-- Start of Page --
The factors influencing latency are propagation delay (Pd), transmission
delay (Td), and queueing or processing delay (Qd).  For simplicity, assume
Qd is negligible, then L = Pd + Td.  Pd, as suggested by others, is:

 distance/.66c 

Transmission delay is the time it takes to transmit X bits over a link of
bandwidth Y, without acknowledgement.  For the single packet case, this
reduces to a worst case scenario of the MTU/Bandwidth.  For TCP
applications, assuming a fully realized window WIN = (min{cwnd, rwnd}), this
reduces to WIN/BW.

Since it is simpler to dicuss the MTU case, you get the folowwing formula:

L = ((MTU/BW) + (dist/(.66c)))
-- End of Page --
-- Start of Records --
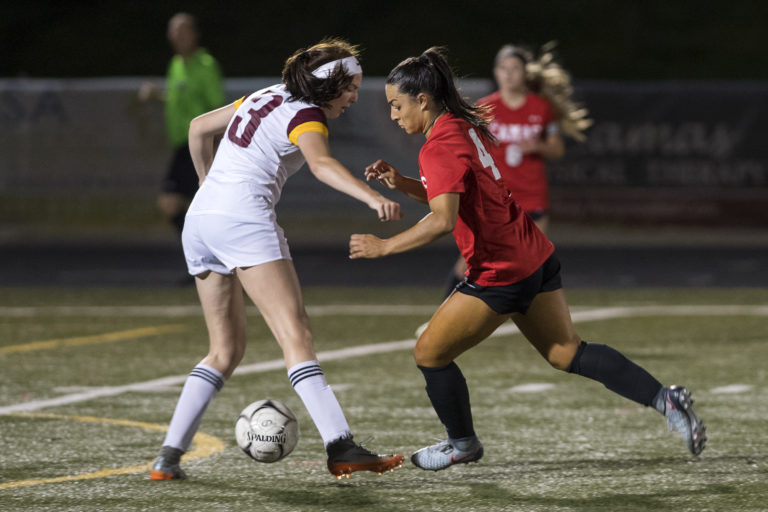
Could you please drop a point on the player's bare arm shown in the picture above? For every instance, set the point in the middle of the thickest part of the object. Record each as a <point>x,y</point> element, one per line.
<point>202,132</point>
<point>314,147</point>
<point>440,221</point>
<point>388,176</point>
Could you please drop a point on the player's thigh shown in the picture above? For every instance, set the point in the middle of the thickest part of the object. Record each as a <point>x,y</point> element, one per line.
<point>548,327</point>
<point>460,323</point>
<point>221,298</point>
<point>274,288</point>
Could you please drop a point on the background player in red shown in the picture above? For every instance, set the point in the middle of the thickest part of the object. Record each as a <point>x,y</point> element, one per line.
<point>513,271</point>
<point>531,108</point>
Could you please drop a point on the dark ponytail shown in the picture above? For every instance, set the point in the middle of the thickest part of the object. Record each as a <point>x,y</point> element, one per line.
<point>304,86</point>
<point>430,73</point>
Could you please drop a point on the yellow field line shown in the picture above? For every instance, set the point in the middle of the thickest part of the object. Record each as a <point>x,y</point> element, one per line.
<point>204,446</point>
<point>94,339</point>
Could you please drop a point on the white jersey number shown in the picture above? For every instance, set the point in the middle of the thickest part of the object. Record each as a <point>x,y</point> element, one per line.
<point>255,120</point>
<point>485,158</point>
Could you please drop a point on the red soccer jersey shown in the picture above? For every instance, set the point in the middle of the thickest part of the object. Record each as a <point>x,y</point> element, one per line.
<point>525,175</point>
<point>499,242</point>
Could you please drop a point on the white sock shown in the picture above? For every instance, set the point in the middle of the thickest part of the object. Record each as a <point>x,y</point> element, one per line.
<point>202,385</point>
<point>309,382</point>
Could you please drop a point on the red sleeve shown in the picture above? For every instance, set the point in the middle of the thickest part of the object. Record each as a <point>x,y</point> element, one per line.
<point>442,171</point>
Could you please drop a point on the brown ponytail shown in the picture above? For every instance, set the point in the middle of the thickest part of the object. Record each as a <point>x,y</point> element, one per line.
<point>304,86</point>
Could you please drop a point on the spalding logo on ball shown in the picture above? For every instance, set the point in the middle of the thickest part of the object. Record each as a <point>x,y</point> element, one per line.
<point>267,430</point>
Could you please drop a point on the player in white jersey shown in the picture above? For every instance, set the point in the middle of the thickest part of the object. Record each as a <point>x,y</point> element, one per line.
<point>232,241</point>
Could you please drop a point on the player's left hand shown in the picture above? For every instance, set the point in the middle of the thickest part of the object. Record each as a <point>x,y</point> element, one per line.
<point>366,246</point>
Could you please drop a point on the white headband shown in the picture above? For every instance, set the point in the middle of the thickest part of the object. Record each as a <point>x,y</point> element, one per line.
<point>350,65</point>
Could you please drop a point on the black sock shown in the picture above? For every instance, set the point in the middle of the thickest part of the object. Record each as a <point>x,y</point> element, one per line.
<point>448,392</point>
<point>609,367</point>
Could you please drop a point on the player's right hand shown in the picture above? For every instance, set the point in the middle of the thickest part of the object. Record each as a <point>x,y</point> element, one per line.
<point>388,210</point>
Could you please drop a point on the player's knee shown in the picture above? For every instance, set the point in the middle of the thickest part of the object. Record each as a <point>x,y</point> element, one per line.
<point>561,355</point>
<point>226,359</point>
<point>429,354</point>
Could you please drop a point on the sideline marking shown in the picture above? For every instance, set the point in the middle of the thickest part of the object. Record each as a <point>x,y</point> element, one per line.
<point>378,348</point>
<point>107,337</point>
<point>196,311</point>
<point>205,445</point>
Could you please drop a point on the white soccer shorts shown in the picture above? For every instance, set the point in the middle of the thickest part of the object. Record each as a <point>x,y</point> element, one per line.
<point>221,244</point>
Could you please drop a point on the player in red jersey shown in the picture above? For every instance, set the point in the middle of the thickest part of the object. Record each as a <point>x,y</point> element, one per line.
<point>513,271</point>
<point>531,108</point>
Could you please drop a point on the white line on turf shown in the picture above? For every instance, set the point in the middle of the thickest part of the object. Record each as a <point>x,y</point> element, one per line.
<point>377,348</point>
<point>194,310</point>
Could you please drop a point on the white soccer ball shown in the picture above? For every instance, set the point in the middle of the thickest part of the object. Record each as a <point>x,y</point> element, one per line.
<point>267,430</point>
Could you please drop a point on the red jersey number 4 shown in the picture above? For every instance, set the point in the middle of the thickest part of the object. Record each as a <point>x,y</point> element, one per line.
<point>485,158</point>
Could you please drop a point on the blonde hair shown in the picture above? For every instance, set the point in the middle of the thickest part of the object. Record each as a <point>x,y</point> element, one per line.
<point>546,77</point>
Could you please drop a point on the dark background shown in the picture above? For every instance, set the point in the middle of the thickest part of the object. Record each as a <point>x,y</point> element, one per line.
<point>599,39</point>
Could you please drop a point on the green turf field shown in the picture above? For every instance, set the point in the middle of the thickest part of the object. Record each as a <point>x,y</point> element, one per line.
<point>81,362</point>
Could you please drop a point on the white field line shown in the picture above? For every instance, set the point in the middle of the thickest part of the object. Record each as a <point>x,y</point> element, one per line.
<point>378,348</point>
<point>194,310</point>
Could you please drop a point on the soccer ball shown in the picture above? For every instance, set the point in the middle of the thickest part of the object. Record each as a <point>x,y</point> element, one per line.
<point>267,430</point>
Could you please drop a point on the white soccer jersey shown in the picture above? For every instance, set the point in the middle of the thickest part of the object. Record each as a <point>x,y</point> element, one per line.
<point>257,154</point>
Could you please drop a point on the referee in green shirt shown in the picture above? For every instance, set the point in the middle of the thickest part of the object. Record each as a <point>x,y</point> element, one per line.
<point>193,86</point>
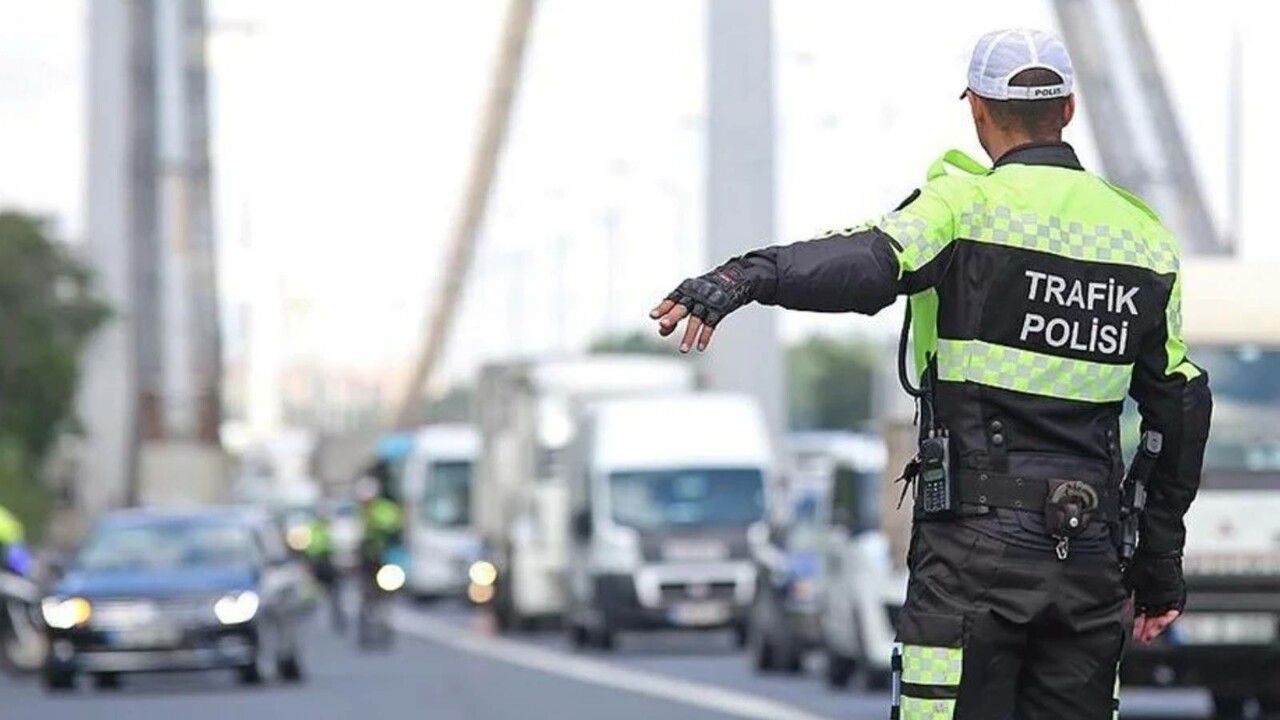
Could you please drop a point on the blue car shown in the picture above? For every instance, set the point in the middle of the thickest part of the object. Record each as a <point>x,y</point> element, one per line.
<point>158,591</point>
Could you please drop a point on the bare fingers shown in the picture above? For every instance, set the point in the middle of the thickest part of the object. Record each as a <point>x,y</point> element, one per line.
<point>670,319</point>
<point>690,333</point>
<point>662,309</point>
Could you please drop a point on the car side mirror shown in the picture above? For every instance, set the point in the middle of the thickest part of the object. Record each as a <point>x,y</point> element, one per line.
<point>583,524</point>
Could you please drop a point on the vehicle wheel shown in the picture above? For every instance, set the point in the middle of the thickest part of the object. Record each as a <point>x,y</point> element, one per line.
<point>604,638</point>
<point>762,651</point>
<point>58,680</point>
<point>792,662</point>
<point>840,669</point>
<point>252,673</point>
<point>577,636</point>
<point>1228,706</point>
<point>289,669</point>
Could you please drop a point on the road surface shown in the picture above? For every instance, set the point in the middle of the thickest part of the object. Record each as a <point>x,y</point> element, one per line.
<point>447,666</point>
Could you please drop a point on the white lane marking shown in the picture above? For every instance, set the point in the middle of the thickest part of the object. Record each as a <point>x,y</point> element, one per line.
<point>598,673</point>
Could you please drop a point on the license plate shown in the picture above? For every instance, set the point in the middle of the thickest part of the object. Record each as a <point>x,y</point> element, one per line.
<point>1235,628</point>
<point>699,614</point>
<point>146,637</point>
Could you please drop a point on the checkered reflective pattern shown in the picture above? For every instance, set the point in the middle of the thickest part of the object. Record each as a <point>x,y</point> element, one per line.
<point>1023,370</point>
<point>1115,697</point>
<point>1050,233</point>
<point>920,709</point>
<point>919,241</point>
<point>924,665</point>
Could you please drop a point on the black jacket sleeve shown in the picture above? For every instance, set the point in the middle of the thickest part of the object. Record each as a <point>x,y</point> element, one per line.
<point>855,272</point>
<point>1174,399</point>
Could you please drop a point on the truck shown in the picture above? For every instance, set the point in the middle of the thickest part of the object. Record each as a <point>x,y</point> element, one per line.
<point>526,414</point>
<point>659,519</point>
<point>437,491</point>
<point>1228,638</point>
<point>860,591</point>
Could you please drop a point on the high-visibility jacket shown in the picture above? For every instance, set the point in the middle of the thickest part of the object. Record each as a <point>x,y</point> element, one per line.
<point>1042,296</point>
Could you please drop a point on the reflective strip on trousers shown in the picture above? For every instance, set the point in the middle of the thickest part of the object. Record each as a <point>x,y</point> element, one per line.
<point>920,709</point>
<point>933,671</point>
<point>1115,697</point>
<point>1034,373</point>
<point>926,665</point>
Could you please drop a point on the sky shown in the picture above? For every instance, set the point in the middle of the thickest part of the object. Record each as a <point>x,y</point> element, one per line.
<point>342,130</point>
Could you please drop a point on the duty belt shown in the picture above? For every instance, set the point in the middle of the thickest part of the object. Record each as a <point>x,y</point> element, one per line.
<point>1019,492</point>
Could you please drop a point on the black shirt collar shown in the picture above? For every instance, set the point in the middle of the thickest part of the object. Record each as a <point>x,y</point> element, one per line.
<point>1054,153</point>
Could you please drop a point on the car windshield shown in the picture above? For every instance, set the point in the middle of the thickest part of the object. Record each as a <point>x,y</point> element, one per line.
<point>1244,440</point>
<point>695,497</point>
<point>168,546</point>
<point>447,499</point>
<point>1246,433</point>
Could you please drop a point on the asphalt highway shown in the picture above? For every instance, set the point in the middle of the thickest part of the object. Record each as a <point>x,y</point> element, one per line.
<point>447,665</point>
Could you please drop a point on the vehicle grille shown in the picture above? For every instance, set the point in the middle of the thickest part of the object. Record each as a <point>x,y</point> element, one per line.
<point>186,610</point>
<point>681,592</point>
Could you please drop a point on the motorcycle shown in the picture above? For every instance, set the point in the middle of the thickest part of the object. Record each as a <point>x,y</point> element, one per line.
<point>378,586</point>
<point>22,641</point>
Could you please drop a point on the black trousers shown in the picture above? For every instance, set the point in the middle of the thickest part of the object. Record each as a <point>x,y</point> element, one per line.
<point>997,628</point>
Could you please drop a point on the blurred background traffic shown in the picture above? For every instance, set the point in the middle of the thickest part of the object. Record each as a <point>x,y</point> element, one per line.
<point>324,359</point>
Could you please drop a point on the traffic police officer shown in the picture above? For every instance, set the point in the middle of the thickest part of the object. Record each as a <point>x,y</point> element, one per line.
<point>1042,295</point>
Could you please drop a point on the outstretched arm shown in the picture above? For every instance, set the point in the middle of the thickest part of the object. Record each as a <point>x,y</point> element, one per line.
<point>851,270</point>
<point>854,270</point>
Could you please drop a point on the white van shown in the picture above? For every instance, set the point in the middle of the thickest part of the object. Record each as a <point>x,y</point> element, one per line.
<point>659,515</point>
<point>862,595</point>
<point>438,532</point>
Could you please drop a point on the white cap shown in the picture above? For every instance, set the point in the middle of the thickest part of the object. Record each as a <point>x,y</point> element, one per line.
<point>1002,54</point>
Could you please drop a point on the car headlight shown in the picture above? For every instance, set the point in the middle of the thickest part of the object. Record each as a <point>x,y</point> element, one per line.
<point>298,538</point>
<point>64,614</point>
<point>391,578</point>
<point>483,573</point>
<point>803,591</point>
<point>236,609</point>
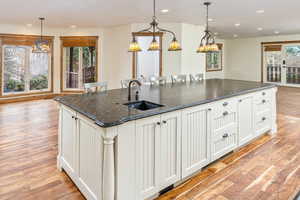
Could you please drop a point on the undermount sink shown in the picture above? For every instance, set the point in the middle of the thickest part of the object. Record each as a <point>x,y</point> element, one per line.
<point>142,105</point>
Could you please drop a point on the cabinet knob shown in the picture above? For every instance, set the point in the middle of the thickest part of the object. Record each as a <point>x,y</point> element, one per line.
<point>225,113</point>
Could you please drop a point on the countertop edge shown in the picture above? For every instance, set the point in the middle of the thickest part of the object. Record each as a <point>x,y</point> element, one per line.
<point>149,114</point>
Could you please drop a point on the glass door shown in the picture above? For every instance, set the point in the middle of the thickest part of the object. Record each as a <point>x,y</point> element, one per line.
<point>291,64</point>
<point>282,64</point>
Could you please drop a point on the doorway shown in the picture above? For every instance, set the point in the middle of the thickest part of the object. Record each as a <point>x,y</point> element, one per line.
<point>281,63</point>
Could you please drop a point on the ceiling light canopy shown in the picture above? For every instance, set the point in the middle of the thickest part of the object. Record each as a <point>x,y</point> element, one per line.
<point>41,45</point>
<point>207,43</point>
<point>154,29</point>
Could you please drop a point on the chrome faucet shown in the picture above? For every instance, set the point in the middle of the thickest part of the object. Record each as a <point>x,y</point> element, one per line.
<point>129,89</point>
-- End of Records --
■ Objective A ■
List every type of delay that the latency text names as a factor influencing latency.
■ Objective B ■
Extend the explanation of network latency, picking up after its final formula.
The data has no connection to the text on network latency.

■ Expected answer A ■
Propagation delay (Pd), transmission delay (Td), and queueing or processing delay (Qd).

■ Expected answer B ■
So, given a T1 that traverses 4000 meters and an MTU of 1500 bytes (8000
bits), you get a one-way Latency:

   L = ((8000/1.536E6) + (4e6/(.66*3E8))  =  25.4 msec.

For an OC-48

   L = ((8000/2.448E9) + (4e6/(.66*3E8))  =  20.2 msec

For 2900 mile circuit, you get

   L = ((8000/1.536E6) + (2900*1.6e3/(.66*3E8)) = 28.2 msec

Note that distance begins to dominate the delay as distance increases.  That
is, a short OC-48 transmits 1500 bytes much faster than a T1, but an OC-48
to Jupiter transmits the data at nearly the same rate as a T1 (both take a
really long time!)

chris

   



> -----Original Message-----
> From: Christopher Wolff [mailto:chris@bblabs.com]
> Sent: Sunday, September 30, 2001 10:09 PM
> To: nanog@merit.edu
> Subject: Long haul latency calculation?
> 
> 
> 
> Dear Nanog:
> 
> I was wondering if there is a benchmark for long-haul circuit 
> latency...  For example if I had a T1 circuit with 2900 miles 
> between the two end-points (and assuming the provider is best 
> case scenario) can I do something like (miles*latencyfactor) 
> = 5 ms for 2900 miles?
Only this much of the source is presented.